Retype the passage of the letters of credit provision from "17. Letters of Credit." to "18. Cash Collateral Termination." without any changes.
** Start ARTICLE **
17. Letters of Credit. Notwithstanding anything herein to the contrary, prior to the Cash Collateral Termination Date, the Debtors may, pursuant to this Order, request the renewal or extension of existing letters of credit, provided prior to, or contemporaneously with, the delivery of such a request, the Debtors deposit in an account designated by the Revolver Agent (the “Letter of Credit Cash Collateral Account”) cash in an amount equal to 104.5% of the face amount of such letters of credit together with any fees associated with such renewal as provided in the Revolver. This authorization shall not be subject to stay or injunction or affected by the Cash Collateral Termination Date, conversion of the Chapter 11 Cases to chapter 7, dismissal of the Chapter 11 Cases, the appointment of a trustee or examiner or otherwise.

18. Cash Collateral Termination.
** End ARTICLE **
** Start MATERIAL **
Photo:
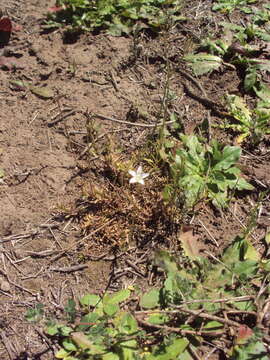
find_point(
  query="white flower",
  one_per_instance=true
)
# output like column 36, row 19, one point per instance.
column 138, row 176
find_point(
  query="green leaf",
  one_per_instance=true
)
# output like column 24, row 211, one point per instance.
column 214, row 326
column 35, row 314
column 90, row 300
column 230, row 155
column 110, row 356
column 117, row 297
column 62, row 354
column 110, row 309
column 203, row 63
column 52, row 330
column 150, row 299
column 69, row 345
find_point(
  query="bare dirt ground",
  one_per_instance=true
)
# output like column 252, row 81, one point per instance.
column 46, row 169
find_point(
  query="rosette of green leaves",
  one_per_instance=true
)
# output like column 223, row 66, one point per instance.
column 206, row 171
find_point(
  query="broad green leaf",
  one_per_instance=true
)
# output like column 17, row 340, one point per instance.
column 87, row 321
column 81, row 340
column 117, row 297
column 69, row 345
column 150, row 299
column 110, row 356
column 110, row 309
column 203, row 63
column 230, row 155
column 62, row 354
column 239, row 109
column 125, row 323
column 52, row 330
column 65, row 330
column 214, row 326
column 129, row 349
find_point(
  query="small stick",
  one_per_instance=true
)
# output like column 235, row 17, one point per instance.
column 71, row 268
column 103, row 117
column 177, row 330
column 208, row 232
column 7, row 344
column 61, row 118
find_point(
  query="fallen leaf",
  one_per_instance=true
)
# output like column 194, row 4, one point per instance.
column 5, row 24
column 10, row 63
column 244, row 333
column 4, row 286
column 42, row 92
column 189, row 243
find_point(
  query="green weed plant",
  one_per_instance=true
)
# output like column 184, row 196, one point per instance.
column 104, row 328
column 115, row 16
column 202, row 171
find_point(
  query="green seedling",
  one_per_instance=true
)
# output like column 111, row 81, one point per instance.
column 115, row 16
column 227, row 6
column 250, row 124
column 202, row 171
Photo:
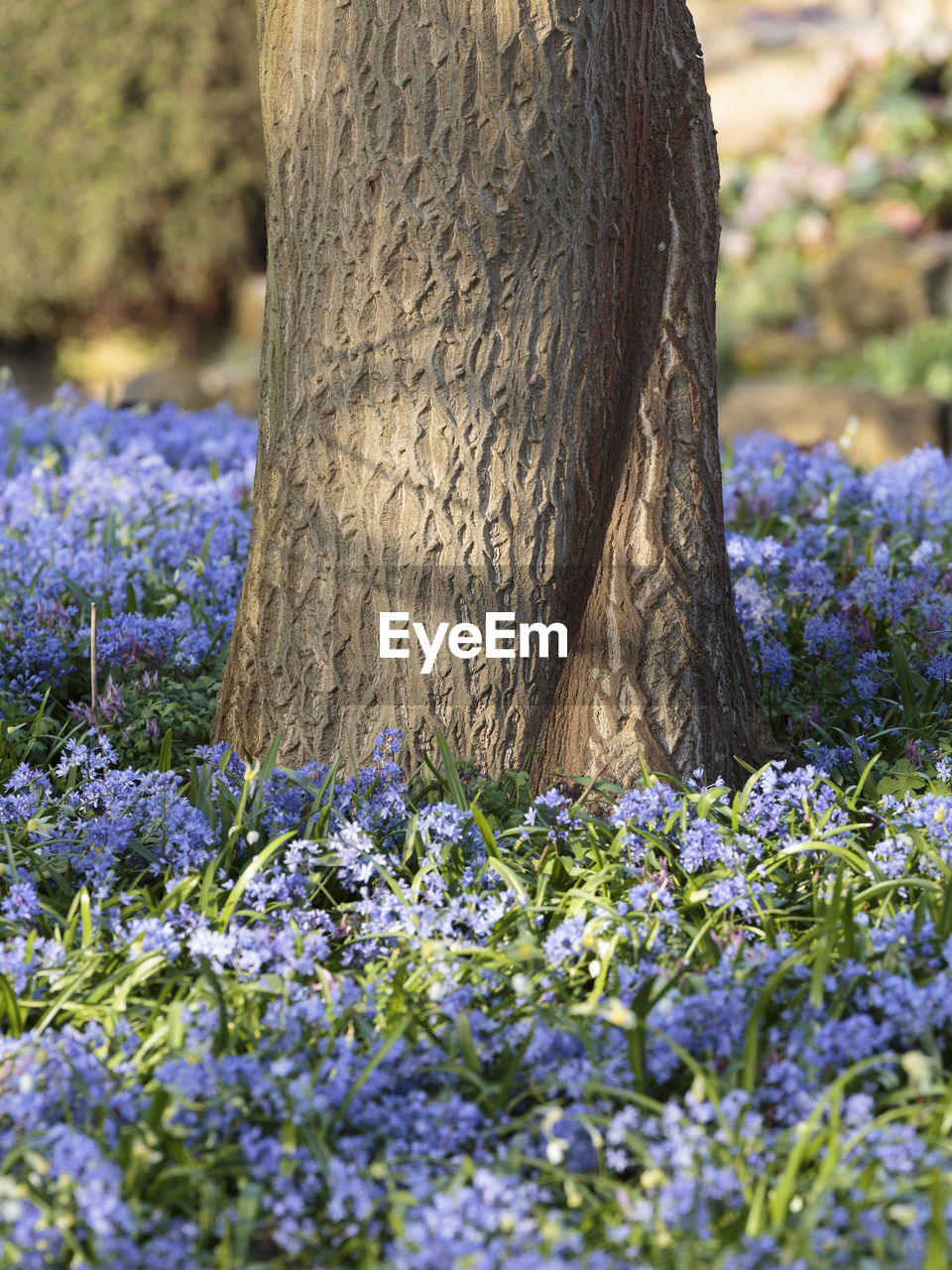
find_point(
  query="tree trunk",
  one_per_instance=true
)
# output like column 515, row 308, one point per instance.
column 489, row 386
** End MATERIAL **
▶ _REPLY TO THE TASK_:
17. Letters of Credit. Notwithstanding anything herein to the contrary, prior to the Cash Collateral Termination Date, the Debtors may, pursuant to this Order, request the renewal or extension of existing letters of credit, provided prior to, or contemporaneously with, the delivery of such a request, the Debtors deposit in an account designated by the Revolver Agent (the “Letter of Credit Cash Collateral Account”) cash in an amount equal to 104.5% of the face amount of such letters of credit together with any fees associated with such renewal as provided in the Revolver. This authorization shall not be subject to stay or injunction or affected by the Cash Collateral Termination Date, conversion of the Chapter 11 Cases to chapter 7, dismissal of the Chapter 11 Cases, the appointment of a trustee or examiner or otherwise.

18. Cash Collateral Termination.